Input data Start Marker

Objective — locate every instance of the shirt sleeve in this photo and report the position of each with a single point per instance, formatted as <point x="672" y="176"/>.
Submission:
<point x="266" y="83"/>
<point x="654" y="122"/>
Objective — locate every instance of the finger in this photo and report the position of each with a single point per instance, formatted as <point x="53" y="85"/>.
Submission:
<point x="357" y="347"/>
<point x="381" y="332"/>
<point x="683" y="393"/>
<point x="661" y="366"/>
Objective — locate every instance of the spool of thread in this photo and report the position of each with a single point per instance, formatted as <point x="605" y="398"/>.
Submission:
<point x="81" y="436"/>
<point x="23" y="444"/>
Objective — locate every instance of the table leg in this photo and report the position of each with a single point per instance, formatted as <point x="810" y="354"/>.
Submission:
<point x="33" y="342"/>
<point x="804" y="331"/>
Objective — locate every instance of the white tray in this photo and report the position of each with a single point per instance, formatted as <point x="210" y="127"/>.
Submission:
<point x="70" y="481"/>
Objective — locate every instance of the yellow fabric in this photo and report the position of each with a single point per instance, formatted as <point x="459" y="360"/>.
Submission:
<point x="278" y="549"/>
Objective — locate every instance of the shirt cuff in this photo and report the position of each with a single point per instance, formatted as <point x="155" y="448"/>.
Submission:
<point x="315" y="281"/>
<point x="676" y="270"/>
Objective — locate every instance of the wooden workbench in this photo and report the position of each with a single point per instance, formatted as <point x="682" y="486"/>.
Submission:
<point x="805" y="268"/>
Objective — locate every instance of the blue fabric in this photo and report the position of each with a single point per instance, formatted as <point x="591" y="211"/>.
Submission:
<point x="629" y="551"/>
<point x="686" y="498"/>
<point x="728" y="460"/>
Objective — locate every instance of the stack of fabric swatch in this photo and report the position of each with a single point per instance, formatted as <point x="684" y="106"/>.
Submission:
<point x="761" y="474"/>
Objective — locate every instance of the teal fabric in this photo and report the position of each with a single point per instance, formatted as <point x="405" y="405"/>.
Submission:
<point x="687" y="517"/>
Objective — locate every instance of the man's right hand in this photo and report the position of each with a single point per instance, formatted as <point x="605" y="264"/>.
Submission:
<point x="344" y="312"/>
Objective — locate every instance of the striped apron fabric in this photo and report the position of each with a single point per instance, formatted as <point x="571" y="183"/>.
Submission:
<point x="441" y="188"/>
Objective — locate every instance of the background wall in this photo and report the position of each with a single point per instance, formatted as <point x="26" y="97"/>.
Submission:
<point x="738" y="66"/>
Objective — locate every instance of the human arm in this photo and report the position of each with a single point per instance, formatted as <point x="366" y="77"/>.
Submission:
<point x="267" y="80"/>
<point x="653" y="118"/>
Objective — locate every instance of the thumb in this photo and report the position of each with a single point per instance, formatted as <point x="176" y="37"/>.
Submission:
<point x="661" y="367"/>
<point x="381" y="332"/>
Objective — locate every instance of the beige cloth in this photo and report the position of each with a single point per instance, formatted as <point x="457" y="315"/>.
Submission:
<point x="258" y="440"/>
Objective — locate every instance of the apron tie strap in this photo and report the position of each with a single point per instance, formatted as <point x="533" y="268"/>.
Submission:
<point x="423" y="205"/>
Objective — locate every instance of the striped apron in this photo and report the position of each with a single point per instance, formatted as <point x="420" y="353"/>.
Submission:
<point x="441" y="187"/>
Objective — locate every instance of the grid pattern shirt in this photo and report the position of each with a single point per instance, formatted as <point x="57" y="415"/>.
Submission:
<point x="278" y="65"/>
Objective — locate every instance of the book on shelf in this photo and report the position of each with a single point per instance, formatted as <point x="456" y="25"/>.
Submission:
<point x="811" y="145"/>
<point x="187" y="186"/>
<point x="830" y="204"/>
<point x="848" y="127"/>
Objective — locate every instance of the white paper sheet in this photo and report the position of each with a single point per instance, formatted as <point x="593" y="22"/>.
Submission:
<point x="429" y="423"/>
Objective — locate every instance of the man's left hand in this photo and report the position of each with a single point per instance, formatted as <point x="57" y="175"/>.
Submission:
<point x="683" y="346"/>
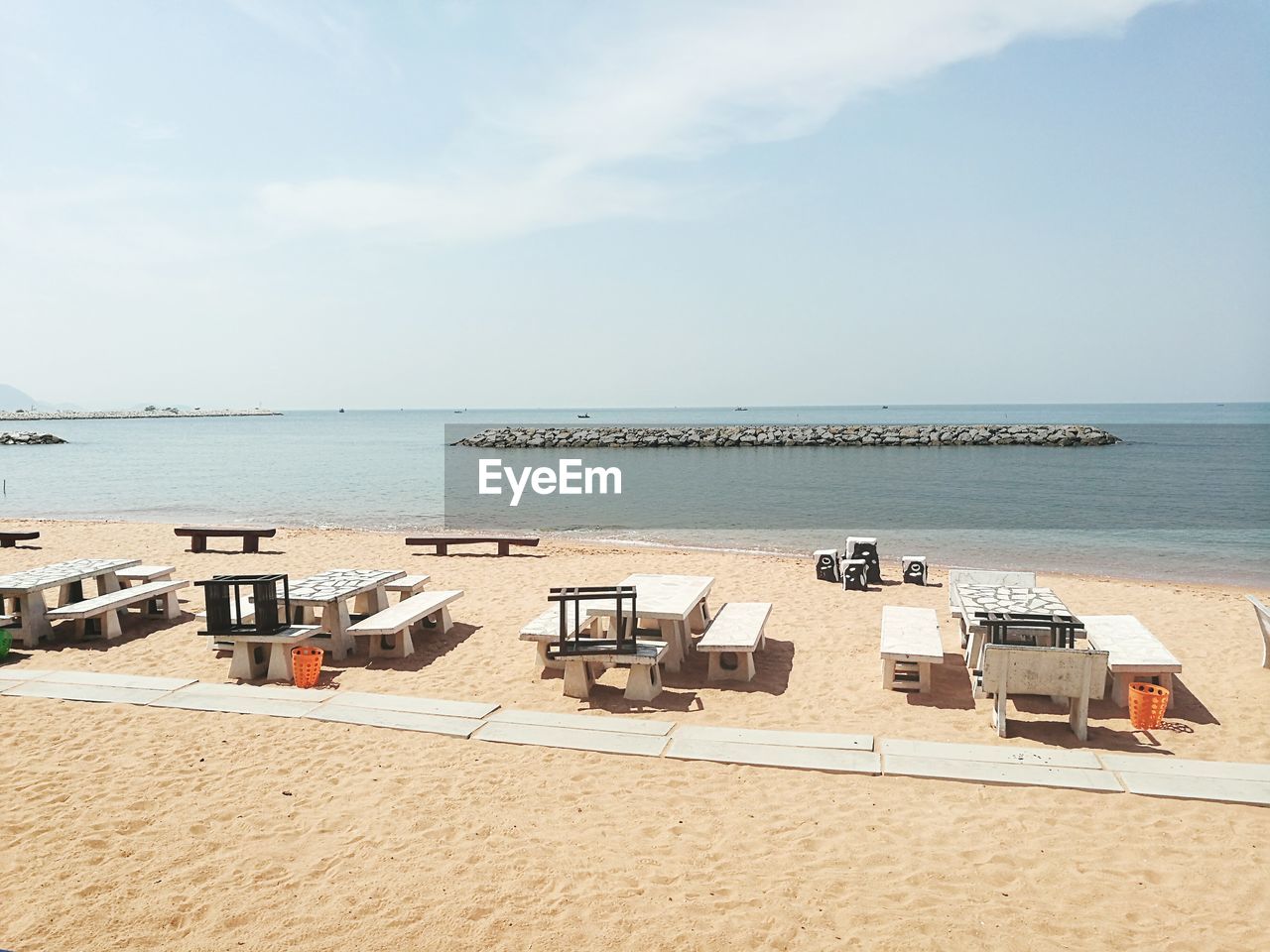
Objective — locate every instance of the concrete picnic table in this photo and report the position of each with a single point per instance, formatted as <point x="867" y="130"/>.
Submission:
<point x="27" y="588"/>
<point x="979" y="601"/>
<point x="676" y="602"/>
<point x="330" y="592"/>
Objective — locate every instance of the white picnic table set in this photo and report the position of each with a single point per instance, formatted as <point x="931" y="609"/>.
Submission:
<point x="24" y="592"/>
<point x="679" y="607"/>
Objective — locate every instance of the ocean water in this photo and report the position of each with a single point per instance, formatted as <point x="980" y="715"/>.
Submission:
<point x="1185" y="497"/>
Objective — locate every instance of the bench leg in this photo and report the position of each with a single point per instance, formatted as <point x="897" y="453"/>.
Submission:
<point x="280" y="662"/>
<point x="1079" y="716"/>
<point x="998" y="714"/>
<point x="924" y="676"/>
<point x="744" y="669"/>
<point x="35" y="621"/>
<point x="888" y="674"/>
<point x="644" y="682"/>
<point x="578" y="679"/>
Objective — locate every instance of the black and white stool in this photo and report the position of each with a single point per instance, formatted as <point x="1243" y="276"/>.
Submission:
<point x="915" y="570"/>
<point x="855" y="575"/>
<point x="866" y="548"/>
<point x="826" y="565"/>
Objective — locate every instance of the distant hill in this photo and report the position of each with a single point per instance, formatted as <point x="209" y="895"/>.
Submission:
<point x="13" y="399"/>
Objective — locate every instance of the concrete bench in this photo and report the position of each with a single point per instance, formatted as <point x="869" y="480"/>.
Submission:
<point x="643" y="682"/>
<point x="408" y="585"/>
<point x="1133" y="654"/>
<point x="444" y="542"/>
<point x="108" y="607"/>
<point x="545" y="631"/>
<point x="910" y="645"/>
<point x="198" y="536"/>
<point x="389" y="631"/>
<point x="1062" y="673"/>
<point x="985" y="576"/>
<point x="145" y="572"/>
<point x="733" y="636"/>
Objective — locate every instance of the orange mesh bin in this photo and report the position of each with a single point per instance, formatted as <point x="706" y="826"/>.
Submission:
<point x="1147" y="703"/>
<point x="305" y="665"/>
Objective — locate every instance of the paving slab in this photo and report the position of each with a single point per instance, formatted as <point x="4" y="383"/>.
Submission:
<point x="397" y="720"/>
<point x="414" y="705"/>
<point x="1180" y="767"/>
<point x="781" y="739"/>
<point x="608" y="724"/>
<point x="10" y="675"/>
<point x="275" y="692"/>
<point x="983" y="753"/>
<point x="1216" y="788"/>
<point x="259" y="702"/>
<point x="829" y="761"/>
<point x="572" y="739"/>
<point x="117" y="680"/>
<point x="100" y="693"/>
<point x="1010" y="774"/>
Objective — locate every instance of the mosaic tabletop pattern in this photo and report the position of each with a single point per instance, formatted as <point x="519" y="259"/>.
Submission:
<point x="335" y="584"/>
<point x="63" y="574"/>
<point x="978" y="599"/>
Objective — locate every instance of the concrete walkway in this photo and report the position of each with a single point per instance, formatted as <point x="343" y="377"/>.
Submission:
<point x="1147" y="774"/>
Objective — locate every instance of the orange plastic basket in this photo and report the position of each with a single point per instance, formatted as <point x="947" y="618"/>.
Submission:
<point x="307" y="665"/>
<point x="1147" y="705"/>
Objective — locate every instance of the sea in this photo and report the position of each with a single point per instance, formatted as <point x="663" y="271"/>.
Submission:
<point x="1185" y="495"/>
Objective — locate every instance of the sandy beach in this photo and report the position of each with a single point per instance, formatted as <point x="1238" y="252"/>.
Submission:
<point x="169" y="829"/>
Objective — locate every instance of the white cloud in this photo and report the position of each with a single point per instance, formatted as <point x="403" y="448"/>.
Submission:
<point x="685" y="81"/>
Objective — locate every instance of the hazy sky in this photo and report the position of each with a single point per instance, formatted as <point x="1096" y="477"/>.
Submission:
<point x="321" y="203"/>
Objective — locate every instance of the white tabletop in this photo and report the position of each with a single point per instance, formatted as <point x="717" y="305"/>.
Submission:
<point x="336" y="584"/>
<point x="661" y="595"/>
<point x="63" y="574"/>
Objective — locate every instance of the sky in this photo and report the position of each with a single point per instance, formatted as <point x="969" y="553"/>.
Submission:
<point x="314" y="203"/>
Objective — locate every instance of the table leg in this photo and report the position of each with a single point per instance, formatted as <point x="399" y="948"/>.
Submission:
<point x="248" y="662"/>
<point x="576" y="679"/>
<point x="35" y="622"/>
<point x="280" y="661"/>
<point x="671" y="630"/>
<point x="644" y="682"/>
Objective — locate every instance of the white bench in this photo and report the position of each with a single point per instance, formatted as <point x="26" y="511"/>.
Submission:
<point x="1067" y="673"/>
<point x="389" y="631"/>
<point x="109" y="606"/>
<point x="145" y="572"/>
<point x="1133" y="654"/>
<point x="408" y="585"/>
<point x="985" y="576"/>
<point x="910" y="645"/>
<point x="545" y="630"/>
<point x="734" y="635"/>
<point x="1264" y="621"/>
<point x="643" y="682"/>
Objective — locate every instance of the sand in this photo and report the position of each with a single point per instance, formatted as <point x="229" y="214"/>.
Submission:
<point x="135" y="828"/>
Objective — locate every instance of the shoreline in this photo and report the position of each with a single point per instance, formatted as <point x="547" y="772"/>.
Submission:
<point x="12" y="416"/>
<point x="608" y="542"/>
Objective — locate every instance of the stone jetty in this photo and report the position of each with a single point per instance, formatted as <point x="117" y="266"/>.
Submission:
<point x="789" y="435"/>
<point x="28" y="439"/>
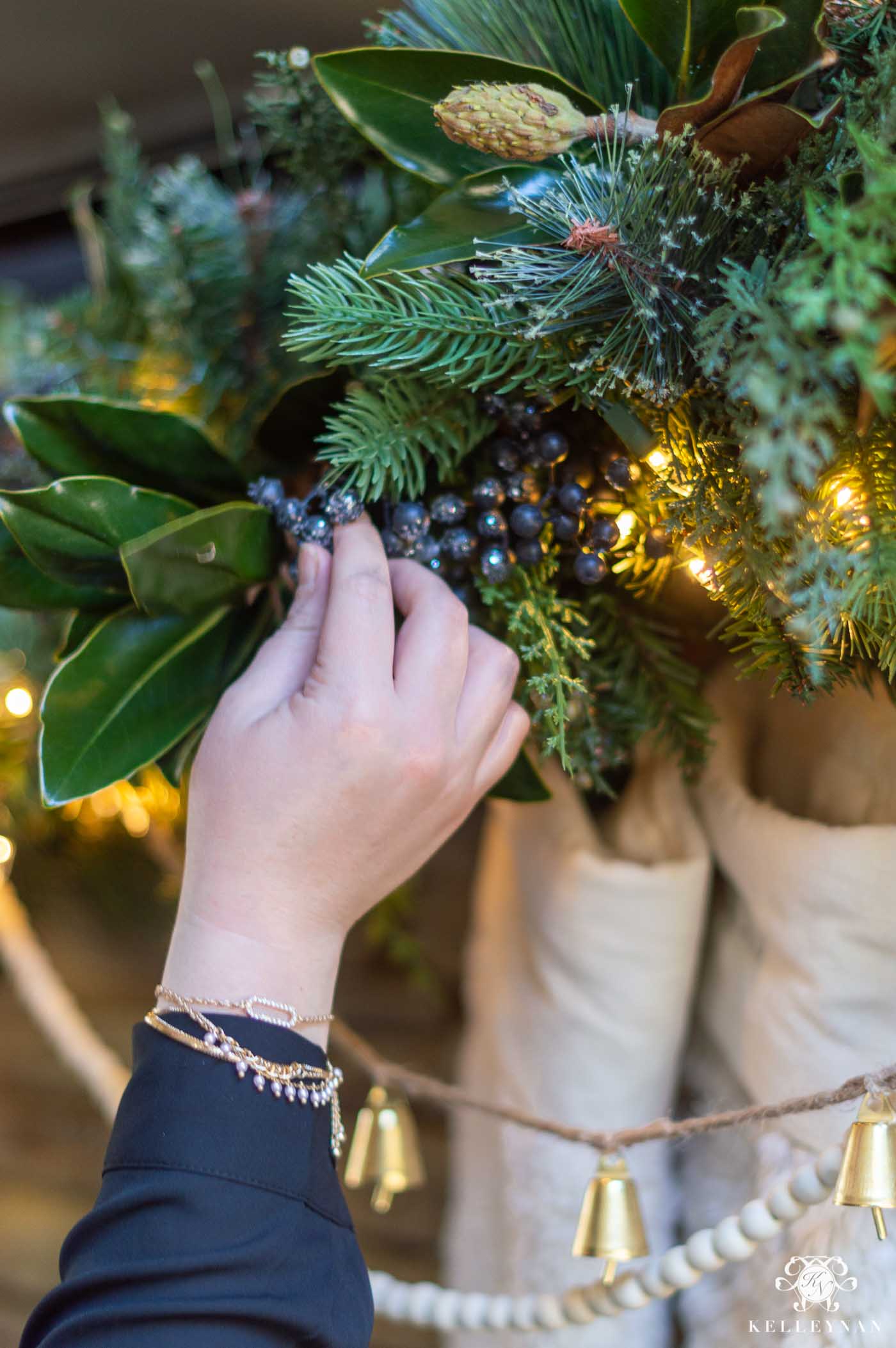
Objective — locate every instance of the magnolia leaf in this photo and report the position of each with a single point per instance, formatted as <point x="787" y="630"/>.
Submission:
<point x="127" y="694"/>
<point x="522" y="783"/>
<point x="728" y="76"/>
<point x="202" y="560"/>
<point x="476" y="216"/>
<point x="77" y="631"/>
<point x="387" y="93"/>
<point x="72" y="530"/>
<point x="23" y="586"/>
<point x="764" y="130"/>
<point x="687" y="35"/>
<point x="76" y="435"/>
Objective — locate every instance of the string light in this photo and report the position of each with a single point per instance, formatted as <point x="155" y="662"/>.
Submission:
<point x="19" y="702"/>
<point x="625" y="522"/>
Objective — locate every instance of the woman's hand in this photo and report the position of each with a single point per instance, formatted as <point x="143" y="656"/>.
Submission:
<point x="333" y="769"/>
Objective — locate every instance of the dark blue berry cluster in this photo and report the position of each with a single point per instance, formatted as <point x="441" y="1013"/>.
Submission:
<point x="310" y="519"/>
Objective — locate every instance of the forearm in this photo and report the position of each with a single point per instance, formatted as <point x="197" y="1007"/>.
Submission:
<point x="220" y="1216"/>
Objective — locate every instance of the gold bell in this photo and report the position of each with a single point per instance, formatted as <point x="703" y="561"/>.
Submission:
<point x="868" y="1175"/>
<point x="611" y="1226"/>
<point x="385" y="1149"/>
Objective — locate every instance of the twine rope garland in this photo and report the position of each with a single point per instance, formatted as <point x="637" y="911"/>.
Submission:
<point x="732" y="1239"/>
<point x="449" y="1096"/>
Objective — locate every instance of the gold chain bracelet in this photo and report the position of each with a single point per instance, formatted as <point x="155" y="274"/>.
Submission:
<point x="297" y="1083"/>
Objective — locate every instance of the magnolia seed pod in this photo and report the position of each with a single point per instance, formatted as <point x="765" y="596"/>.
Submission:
<point x="514" y="122"/>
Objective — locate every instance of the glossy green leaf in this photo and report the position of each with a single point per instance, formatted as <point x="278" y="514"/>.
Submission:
<point x="23" y="586"/>
<point x="74" y="435"/>
<point x="687" y="35"/>
<point x="207" y="558"/>
<point x="135" y="688"/>
<point x="73" y="529"/>
<point x="77" y="631"/>
<point x="255" y="625"/>
<point x="630" y="428"/>
<point x="794" y="49"/>
<point x="388" y="93"/>
<point x="477" y="216"/>
<point x="522" y="783"/>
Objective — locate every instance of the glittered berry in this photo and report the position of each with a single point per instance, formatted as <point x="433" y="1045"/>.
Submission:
<point x="317" y="530"/>
<point x="448" y="510"/>
<point x="589" y="569"/>
<point x="344" y="506"/>
<point x="527" y="520"/>
<point x="266" y="491"/>
<point x="391" y="542"/>
<point x="526" y="418"/>
<point x="290" y="514"/>
<point x="506" y="454"/>
<point x="496" y="565"/>
<point x="491" y="525"/>
<point x="566" y="527"/>
<point x="522" y="487"/>
<point x="530" y="552"/>
<point x="488" y="493"/>
<point x="410" y="519"/>
<point x="553" y="447"/>
<point x="657" y="542"/>
<point x="573" y="498"/>
<point x="426" y="550"/>
<point x="620" y="472"/>
<point x="604" y="533"/>
<point x="492" y="405"/>
<point x="458" y="543"/>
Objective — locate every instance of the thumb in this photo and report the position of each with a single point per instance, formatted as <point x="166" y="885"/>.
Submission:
<point x="285" y="661"/>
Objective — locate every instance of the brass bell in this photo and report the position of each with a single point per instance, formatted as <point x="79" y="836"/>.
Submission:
<point x="611" y="1226"/>
<point x="385" y="1149"/>
<point x="868" y="1175"/>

Input data End Marker

> **Problem statement**
From the records above, copy every line that holds the word "pattern".

> **Worked solution**
Objective — locate every instance of the grid pattern shirt in this photo and report the position of each with a single point per instance, formatted as <point x="57" y="415"/>.
Objective — locate every instance of the mosaic tabletop pattern in this photo and report the position of each with a single point per instance, formatted as <point x="519" y="259"/>.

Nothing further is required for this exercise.